§ Lo que se pide
1 – Devuelve literalmente el fragmento de la reflexión sobre el Pan de Vida que va desde "Pero para aprovechar" hasta "Pero ¿cómo comenzó?".
2 – Traduce al inglés esta oración de la reflexión sobre el Pan de Vida: "Pero para aprovechar este alimento hay que tener fe."
3 – Escribe la continuación de la reflexión sobre el Pan de Vida a partir de su última oración.

§ Artículo
+===+
El Evangelio de hoy nos muestra cómo el “pan” del escándalo terminó en abandono de muchos: algunos seguidores más o menos firmes, y también muchos discípulos de Jesús lo dejaron al escandalizarse porque les daría a comer el “pan” que es su propio cuerpo.
“Mi carne es verdadera comida y mi sangre es verdadera bebida” (Jn. 6, 55.60-69). Nos cuenta el Evangelio que al oír esto muchos discípulos de Jesús pensaron y comentaron que ya eso era “intolerable, inaceptable”. Y Jesús, lejos de ceder un poco para tratar de impedir la huida de muchos de los suyos, más bien reafirma su mensaje y exige una elección.
Los presentes no lograban entender, mucho menos aceptar, cómo los alimentaría con su propia carne. Y Jesús da una explicación un tanto difícil de captar: “¿Qué sería si vieran al Hijo del hombre subir a donde estaba antes? El Espíritu es quien da la vida; la carne para nada aprovecha”.
¿Qué puede significar esa explicación del Señor? Eso de comer la carne, que parece cosa muy terrenal, se justifica en el caso del Pan de Vida, porque esa carne es la de Cristo resucitado. Es decir: El Señor nos está hablando de una realidad material transformada en una realidad espiritual por el Espíritu. Y como es el Espíritu el que actúa, por eso da vida, Vida Eterna.
Pero para aprovechar este alimento hay que tener fe. Y, si no tenemos fe en este Pan, nos puede suceder como a Judas. Él era uno de los presentes. Sabemos cómo terminó Judas. Pero ¿cómo comenzó?
Si nos fijamos bien, este pasaje del Evangelio da a entender que Judas pudo haber comenzado a apartarse de Jesús al escandalizarse también con este Pan. Dice el Evangelio: “En efecto, Jesús sabía desde el principio quiénes no creían en El y quién lo habría de traicionar”.
+===+
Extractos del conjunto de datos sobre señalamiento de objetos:
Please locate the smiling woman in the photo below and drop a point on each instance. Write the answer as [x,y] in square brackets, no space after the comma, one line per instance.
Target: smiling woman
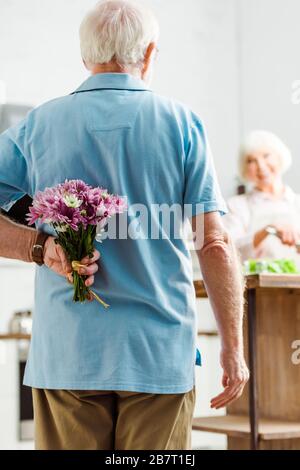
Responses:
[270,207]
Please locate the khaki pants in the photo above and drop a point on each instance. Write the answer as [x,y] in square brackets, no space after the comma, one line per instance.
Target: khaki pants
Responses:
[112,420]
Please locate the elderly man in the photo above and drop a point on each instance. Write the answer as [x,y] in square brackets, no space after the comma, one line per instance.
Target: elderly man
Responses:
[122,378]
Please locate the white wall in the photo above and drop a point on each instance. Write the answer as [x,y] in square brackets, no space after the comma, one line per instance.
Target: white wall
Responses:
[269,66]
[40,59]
+===+
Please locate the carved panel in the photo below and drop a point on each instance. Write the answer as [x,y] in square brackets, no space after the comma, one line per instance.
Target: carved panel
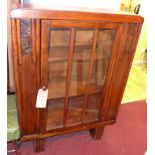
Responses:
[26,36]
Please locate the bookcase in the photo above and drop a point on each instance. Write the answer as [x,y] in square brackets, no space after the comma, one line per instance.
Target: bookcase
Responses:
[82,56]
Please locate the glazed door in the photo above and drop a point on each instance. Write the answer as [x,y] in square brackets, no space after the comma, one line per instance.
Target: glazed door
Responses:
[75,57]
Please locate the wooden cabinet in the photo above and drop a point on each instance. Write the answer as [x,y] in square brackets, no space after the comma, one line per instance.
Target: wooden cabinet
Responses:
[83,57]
+===+
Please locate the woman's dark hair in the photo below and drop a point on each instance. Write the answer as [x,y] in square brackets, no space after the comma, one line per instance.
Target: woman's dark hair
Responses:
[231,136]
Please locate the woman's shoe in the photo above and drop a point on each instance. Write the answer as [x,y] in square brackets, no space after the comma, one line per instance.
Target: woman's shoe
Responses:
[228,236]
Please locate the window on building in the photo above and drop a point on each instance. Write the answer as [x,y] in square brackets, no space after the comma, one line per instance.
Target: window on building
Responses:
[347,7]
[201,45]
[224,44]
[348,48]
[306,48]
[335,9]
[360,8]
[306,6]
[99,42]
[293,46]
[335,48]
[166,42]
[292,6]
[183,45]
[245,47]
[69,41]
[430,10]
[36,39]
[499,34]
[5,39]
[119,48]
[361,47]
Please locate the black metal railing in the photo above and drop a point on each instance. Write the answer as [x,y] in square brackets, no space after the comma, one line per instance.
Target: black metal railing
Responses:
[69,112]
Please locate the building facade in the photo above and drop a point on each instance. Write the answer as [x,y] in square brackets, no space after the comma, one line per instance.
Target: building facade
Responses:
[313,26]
+===+
§ Respuestas escritas
1 –
Pero para aprovechar este alimento hay que tener fe. Y, si no tenemos fe en este Pan, nos puede suceder como a Judas. Él era uno de los presentes. Sabemos cómo terminó Judas. Pero ¿cómo comenzó?

2 – But to benefit from this food, one must have faith.

3 –
Nuestra fe tiene que ser firme y perseverante. No podemos hacer lo de Judas, que comenzó siguiendo a Jesús y terminó vendiéndolo por unas cuantas monedas de plata.
Puede suceder que inicialmente elegimos a Dios, pero no basta elegir a Dios una sola vez en la vida y olvidarnos de Él. Esa elección hay que renovarla constantemente, en especial ante ciertas disyuntivas.
Este “Pan” es un pan especialísimo, pues lo comemos, pero quien actúa es Cristo resucitado, no el pan ingerido. Y Cristo actúa asimilándonos a Él. Al recibirlo es El quien nos transforma y nos une a Él. “Nos unimos a Él y nos hacemos con El un solo cuerpo y una sola carne” (San Juan Crisóstomo).
Y al recibir ese “Pan” e ir dejándonos santificar por ese “Pan de Vida” Cristo nos llevará a donde Él se fue cuando ascendió al Cielo, a donde los Apóstoles que permanecieron fieles, lo vieron subir: a donde estaba antes. Justamente, Cristo bajó del Cielo, para rescatarnos a nosotros y llevarnos con El. Y eso será posible si no nos escandalizamos, si creemos en su Palabra, si seguimos su Camino, si -como él- cumplimos la Voluntad del Padre.
Y seguirlo a Él significa optar por El en cada circunstancia de nuestra vida. No basta elegirlo una sola vez y después irnos desviando poco a poco: nuestra elección tiene que ser renovada, constante y permanente.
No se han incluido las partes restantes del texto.